__Your instructions__.
Output the material beneath this task exactly, images excluded.

__Materials provided__.

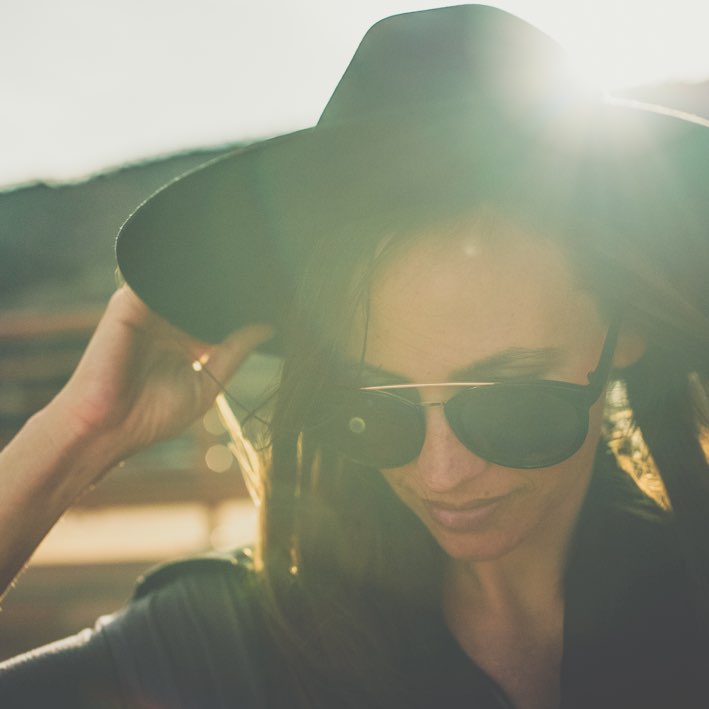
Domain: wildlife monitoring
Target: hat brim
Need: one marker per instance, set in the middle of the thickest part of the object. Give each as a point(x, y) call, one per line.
point(227, 244)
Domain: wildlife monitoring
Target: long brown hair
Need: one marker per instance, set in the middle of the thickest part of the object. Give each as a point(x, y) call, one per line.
point(343, 563)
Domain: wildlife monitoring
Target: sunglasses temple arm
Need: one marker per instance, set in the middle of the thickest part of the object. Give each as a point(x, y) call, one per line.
point(597, 379)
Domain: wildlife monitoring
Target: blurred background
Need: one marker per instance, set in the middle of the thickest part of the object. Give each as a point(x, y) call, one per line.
point(101, 102)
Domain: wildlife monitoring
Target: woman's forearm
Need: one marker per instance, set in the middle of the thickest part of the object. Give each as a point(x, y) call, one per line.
point(42, 471)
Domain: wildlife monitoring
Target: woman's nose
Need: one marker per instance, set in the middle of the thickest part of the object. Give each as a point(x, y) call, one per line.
point(444, 462)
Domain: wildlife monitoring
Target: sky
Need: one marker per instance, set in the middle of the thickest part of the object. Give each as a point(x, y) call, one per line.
point(88, 85)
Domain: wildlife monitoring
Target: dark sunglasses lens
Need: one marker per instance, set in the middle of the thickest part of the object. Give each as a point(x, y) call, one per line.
point(373, 428)
point(523, 426)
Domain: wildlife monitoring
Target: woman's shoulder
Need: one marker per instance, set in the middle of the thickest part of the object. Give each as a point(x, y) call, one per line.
point(192, 635)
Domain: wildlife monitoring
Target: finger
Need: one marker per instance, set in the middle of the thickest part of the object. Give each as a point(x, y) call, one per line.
point(224, 359)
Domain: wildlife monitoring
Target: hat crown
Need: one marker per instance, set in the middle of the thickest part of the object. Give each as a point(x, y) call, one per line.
point(466, 53)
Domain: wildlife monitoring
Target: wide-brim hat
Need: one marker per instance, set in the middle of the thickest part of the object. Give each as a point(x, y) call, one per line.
point(446, 107)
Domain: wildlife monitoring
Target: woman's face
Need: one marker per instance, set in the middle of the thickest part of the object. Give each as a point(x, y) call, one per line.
point(507, 306)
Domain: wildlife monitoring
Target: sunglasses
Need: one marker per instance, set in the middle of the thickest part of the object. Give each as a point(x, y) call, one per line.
point(521, 424)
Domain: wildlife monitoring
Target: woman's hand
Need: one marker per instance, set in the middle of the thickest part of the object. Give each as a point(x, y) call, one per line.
point(136, 383)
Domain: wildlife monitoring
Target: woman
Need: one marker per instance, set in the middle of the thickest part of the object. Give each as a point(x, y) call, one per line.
point(460, 259)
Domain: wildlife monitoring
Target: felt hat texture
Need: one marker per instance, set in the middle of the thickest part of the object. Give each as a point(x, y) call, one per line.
point(437, 107)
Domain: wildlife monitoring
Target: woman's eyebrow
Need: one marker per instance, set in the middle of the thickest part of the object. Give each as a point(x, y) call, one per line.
point(513, 362)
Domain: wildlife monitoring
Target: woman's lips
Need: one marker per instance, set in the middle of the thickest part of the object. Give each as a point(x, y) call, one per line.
point(466, 517)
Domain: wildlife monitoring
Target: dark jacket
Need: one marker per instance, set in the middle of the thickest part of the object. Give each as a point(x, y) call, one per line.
point(195, 636)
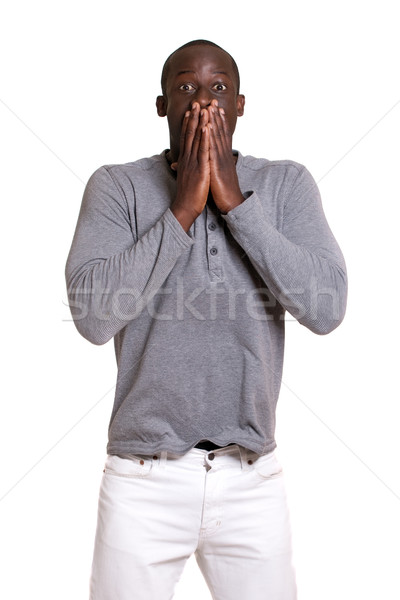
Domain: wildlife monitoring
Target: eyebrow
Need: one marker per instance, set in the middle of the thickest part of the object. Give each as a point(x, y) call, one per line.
point(218, 72)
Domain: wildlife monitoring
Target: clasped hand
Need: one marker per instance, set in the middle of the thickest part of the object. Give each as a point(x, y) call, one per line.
point(206, 164)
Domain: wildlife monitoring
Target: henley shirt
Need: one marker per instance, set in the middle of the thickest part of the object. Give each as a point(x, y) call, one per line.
point(198, 318)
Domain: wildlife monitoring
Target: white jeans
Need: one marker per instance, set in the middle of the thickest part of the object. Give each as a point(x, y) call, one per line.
point(227, 506)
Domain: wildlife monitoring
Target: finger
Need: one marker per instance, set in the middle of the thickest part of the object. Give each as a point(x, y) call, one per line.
point(183, 133)
point(204, 146)
point(197, 141)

__Correct answer__.
Domain: wildlife monitoring
Target: hat brim
Need: one marker per instance, set in the middle of the thickest part of the object. Give each as a point(x, y) call, one per line.
point(227, 244)
Domain: wildlife monitoring
Target: long brown hair
Need: one marker per instance, set in the middle of the thickest part of the object. Give each as a point(x, y) call, one per line.
point(343, 563)
Domain: wildlife monitoring
Target: sunglasses temple arm
Need: one marker per instance, set in the middle of the thickest part of the object. Give each as a point(x, y) call, one per line.
point(597, 379)
Domain: wildlife monitoring
Target: blurred background
Need: one marker per instance, set in the middle of the thickest part of the object. Give each as a point(x, y) call, one per line.
point(101, 102)
Domain: wildlife monitoring
Target: woman's forearm
Need: one marker per instance, set in the middle of the thickest part of the object. Give each as a point(x, y) call, one per line.
point(42, 471)
Domain: wildlife monitoring
Target: woman's nose
Need: one marker per instance, set in the middle of the thickest part of the object. Give each as a point(x, y) call, one per line.
point(444, 462)
Domain: wildlife monitoring
Target: sky
Need: one marker per instance, set in the middle of the thickest part of the object. Give each as a point(x, y) call, one per line.
point(88, 85)
Domain: wildlife monitoring
Target: dark sunglasses lens
Need: one marker per instance, set in the middle of the thickest part of the object. Give each as a point(x, y) call, one per line.
point(373, 428)
point(523, 426)
Domain: wildlife monitoring
Target: woman's shoulder
Need: one marker per instance, set in the middle of the thickest part of the object. Give each as a point(x, y) call, one per line.
point(192, 635)
Domain: wildlife monitoring
Target: finger
Need: one marker per instance, set in the middle of the thickest part of the object. Give each as a point(x, y) call, one per line.
point(224, 359)
Domain: wildlife monitoring
Target: hat crown
Need: one marker per instance, set in the middle of the thickest part of the object. Give each as a point(x, y) call, one per line.
point(466, 53)
Domain: wildlife monitoring
Target: wide-brim hat
Need: one marker per instance, set in the middle of the thickest part of the object. Give each as a point(x, y) call, one per line.
point(446, 107)
Domain: wildlife monitoring
Target: woman's face
Need: one marker per instance, set in the middle of the thickest part of the object. Give each as a point(x, y) call, one per line.
point(507, 306)
Domain: wildlife monitoring
Target: sunglasses
Need: one marker per instance, set in the middle of the thickest part of the object. Give each as a point(x, y) call, one per line.
point(521, 424)
Domain: wildlife monitoring
Target: woman's hand
Need: one marker per instance, set in the middle of the thickest part of the object. Give each as a point(x, y) call, one per line.
point(136, 383)
Domain: wildlife monitoring
Target: woman
Need: one marker per instance, set in the middle of the thickest part of the object. Give each as a point(x, y) call, one per line.
point(460, 259)
Domain: wildlife monitoring
Target: felt hat texture
Need: one marker per instance, set in the middle of the thickest part of the object. Give each as a point(x, y) call, one per line.
point(437, 107)
Domain: wildlife monitoring
Target: woman's eyebrow
Need: one marker per instance, set in the middle of the thickest part of the object. Give each as a point(x, y) call, one per line.
point(513, 362)
Domain: wildlife monitoring
Target: woman's lips
Need: one marker per instance, set in the middle of the thickest part of the object. Give each as a point(x, y) call, one per line.
point(466, 517)
Domain: wildlife monitoring
Target: dark jacket
Need: one marker per instance, set in the middle of the thickest part of the object. Give each as a point(x, y) call, one per line.
point(195, 636)
Domain: wildlife monitoring
Target: eyebrow
Need: one marker per instance, set in the middle of the thickest part of the object. Give each as a point(x, y) call, one per line.
point(218, 72)
Domain: wildlife monitoring
Target: clasped hand
Need: one marker per instance, set in the middle of the thickest part of the object. Give each as a point(x, y) call, one per line.
point(206, 164)
Domain: wildlife monitoring
Target: henley shirt
Need: one marker per instance, set in the middle of the thickest part of the object. Give each as a point(x, y) call, one per line.
point(198, 318)
Domain: wildlife monitoring
Target: white jeans
Need: one marker per instance, set in the middle of the thickest part of the object. Give each as a point(x, y) call, one per line.
point(227, 506)
Domain: wildlife monitoring
Target: finger
Need: one marker per instance, set in the middle of the thickest part of the object. Give each as a point(x, y) call, one per line.
point(183, 133)
point(204, 146)
point(197, 141)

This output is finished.